***** Texte fourni *****

Des réserves sur le suivi, la surveillance électronique ?
« Seulement temporairement, sur une base volontaire et dans le cadre de règles strictes. La France travaille avec l’Allemagne sur une application. L’idéal serait d’étendre la collaboration à d’autres pays comme l’Italie ».
La France et l’Italie peuvent-elles faire des choix différents sur le calendrier et les modalités de la phase 2 ?
« Ce serait un désastre. Je le dis non seulement au niveau de la santé, mais aussi pour éviter une crise sociale et politique plus grave. Si nous sommes coordonnés, il sera beaucoup plus facile de faire accepter des mesures telles que le suivi ou l’isolement des patients positifs dans des établissements ad hoc. Nos citoyens observent ce qui se passe dans les pays voisins. Ils ne comprendraient pas des mesures contradictoires. De plus, une certaine uniformité est indispensable pour recommencer à voyager, pour laisser les frontières ouvertes ».

***** Données enregistrées *****

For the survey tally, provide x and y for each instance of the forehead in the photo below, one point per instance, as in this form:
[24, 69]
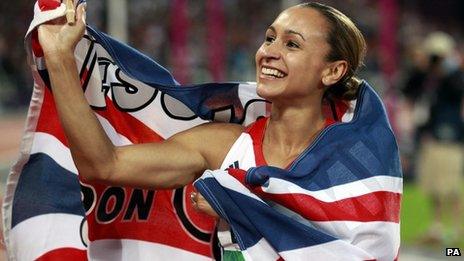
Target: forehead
[307, 21]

*****

Tâches à réaliser
- A) Relevez tous les pays nommés dans le texte sur la phase 2 en France et en Italie.
- B) Rédigez la suite du texte sur la phase 2 en France et en Italie, à partir de la phrase « De plus, une certaine uniformité est indispensable pour recommencer à voyager, pour laisser les frontières ouvertes ».
Le matériel reproduit ci-dessus provient d'une source différente de celle du texte.

Corrigés
- A) France, Allemagne, Italie.

- B)
Pensez-vous qu’au niveau européen, la priorité a été donnée à la riposte économique ?
« Malheureusement, c’est ainsi et nous en subissons tous les conséquences. Il y a quelques jours encore, les pays européens se disputaient entre eux pour des masques en Chine. Nous avons décidé du confinement sans coordination entre les pays européens. Il est maintenant essentiel de ne pas répéter la même erreur. C’est le sens de mon appel à l’Italie mais aussi aux autres pays du noyau fondateur de l’Europe ».
En parlant de masques, pourquoi le gouvernement français ne recommande-t-il toujours pas leur port ?
« L’Oms et le gouvernement ont eu du mal à admettre la vérité, à savoir qu’il n’y avait pas assez de masques pour tout le monde. Je suis convaincu que les masques sont l’un des outils essentiels pour sortir du confinement ».
Doivent-ils être obligatoires ?
« Tout Français devrait en avoir et en porter s’il le souhaite. Ce n’est pas le cas aujourd’hui ».
Même en France, il existe une controverse vis à vis des joggers ou des personnes qui enfreignent les règles. Qu’en pensez-vous ?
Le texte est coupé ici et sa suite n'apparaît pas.